(Entries taken from a collection)
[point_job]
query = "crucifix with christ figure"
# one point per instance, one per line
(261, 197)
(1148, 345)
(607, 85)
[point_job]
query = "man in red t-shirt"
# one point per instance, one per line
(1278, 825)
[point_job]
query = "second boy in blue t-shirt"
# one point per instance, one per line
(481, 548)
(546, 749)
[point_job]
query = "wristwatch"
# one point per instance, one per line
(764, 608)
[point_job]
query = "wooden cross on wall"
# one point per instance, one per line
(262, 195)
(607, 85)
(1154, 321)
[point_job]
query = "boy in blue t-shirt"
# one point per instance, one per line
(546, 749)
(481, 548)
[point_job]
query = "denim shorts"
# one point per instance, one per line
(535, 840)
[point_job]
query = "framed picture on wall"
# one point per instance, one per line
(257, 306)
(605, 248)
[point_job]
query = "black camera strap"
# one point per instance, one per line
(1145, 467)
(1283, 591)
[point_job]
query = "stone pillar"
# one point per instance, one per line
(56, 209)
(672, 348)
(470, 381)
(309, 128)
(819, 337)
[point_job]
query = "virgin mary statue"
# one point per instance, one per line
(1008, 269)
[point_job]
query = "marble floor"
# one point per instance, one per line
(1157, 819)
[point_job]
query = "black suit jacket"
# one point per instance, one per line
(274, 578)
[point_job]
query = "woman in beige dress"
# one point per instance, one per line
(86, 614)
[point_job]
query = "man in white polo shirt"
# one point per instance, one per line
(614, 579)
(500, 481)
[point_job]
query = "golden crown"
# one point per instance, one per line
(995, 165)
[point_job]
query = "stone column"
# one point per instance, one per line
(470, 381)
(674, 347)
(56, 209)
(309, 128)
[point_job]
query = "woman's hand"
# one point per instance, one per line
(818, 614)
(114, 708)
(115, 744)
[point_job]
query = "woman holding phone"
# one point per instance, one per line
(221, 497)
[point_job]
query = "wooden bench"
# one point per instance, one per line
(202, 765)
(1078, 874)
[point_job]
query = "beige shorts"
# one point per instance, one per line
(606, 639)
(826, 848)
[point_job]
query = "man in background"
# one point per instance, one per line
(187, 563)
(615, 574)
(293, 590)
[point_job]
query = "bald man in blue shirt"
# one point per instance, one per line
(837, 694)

** Work to be completed **
Every line of the data above should be copied exactly.

** Correct answer **
[point_job]
query = "crucifix with christ figure"
# one point per instance, one per line
(261, 197)
(1148, 345)
(607, 85)
[point_job]
query = "man in red t-shirt"
# one point per instance, one per line
(1278, 825)
[point_job]
query = "second boy in blue t-shirt"
# one point per instance, one per line
(481, 548)
(546, 749)
[point_job]
query = "wristwatch"
# one point per instance, one per line
(764, 608)
[point_job]
query = "wooden cross on wall"
# one point per instance, one per line
(262, 195)
(607, 85)
(1154, 321)
[point_job]
query = "boy in blue t-shirt"
# one point per instance, one per line
(546, 749)
(481, 548)
[point_job]
query = "denim shorts"
# one point per instance, one per line
(535, 840)
[point_job]
query = "framed picture on wall"
# one point per instance, one per line
(257, 306)
(605, 248)
[point_job]
query = "black camera strap"
# one point per instance, one per line
(1145, 467)
(1283, 591)
[point_job]
query = "stone pillar"
# one point per instance, one per line
(56, 209)
(672, 348)
(470, 381)
(309, 128)
(819, 337)
[point_job]
query = "virgin mary statue"
# one point per instance, one per line
(1008, 269)
[point_job]
query = "marble floor"
# one point per instance, one per line
(1157, 819)
[point_job]
query = "black suit jacket"
# one point per instance, one per line
(274, 578)
[point_job]
query = "woman in beige dress"
# one point per instance, one per line
(86, 614)
[point_job]
query = "man in white polo shirt"
# one point per instance, one per line
(614, 579)
(500, 481)
[point_job]
query = "golden crown"
# one point per instance, one per line
(995, 165)
[point_job]
query = "stone column"
# one point per instance, one per line
(470, 381)
(674, 347)
(56, 209)
(309, 128)
[point_job]
query = "woman's hand"
# one point per instance, one per line
(818, 614)
(114, 708)
(115, 744)
[point_job]
query = "woman holding phone"
# one point per instance, one per line
(221, 497)
[point_job]
query = "wooden bench"
# one point per instance, one per line
(202, 765)
(1078, 874)
[point_job]
query = "beige shorts"
# one point per instance, one per line
(606, 639)
(826, 848)
[point_job]
query = "man in background"
# one point per instance, one per line
(187, 563)
(615, 574)
(293, 590)
[point_job]
query = "bald man in blue shirt"
# one point per instance, one per line
(837, 694)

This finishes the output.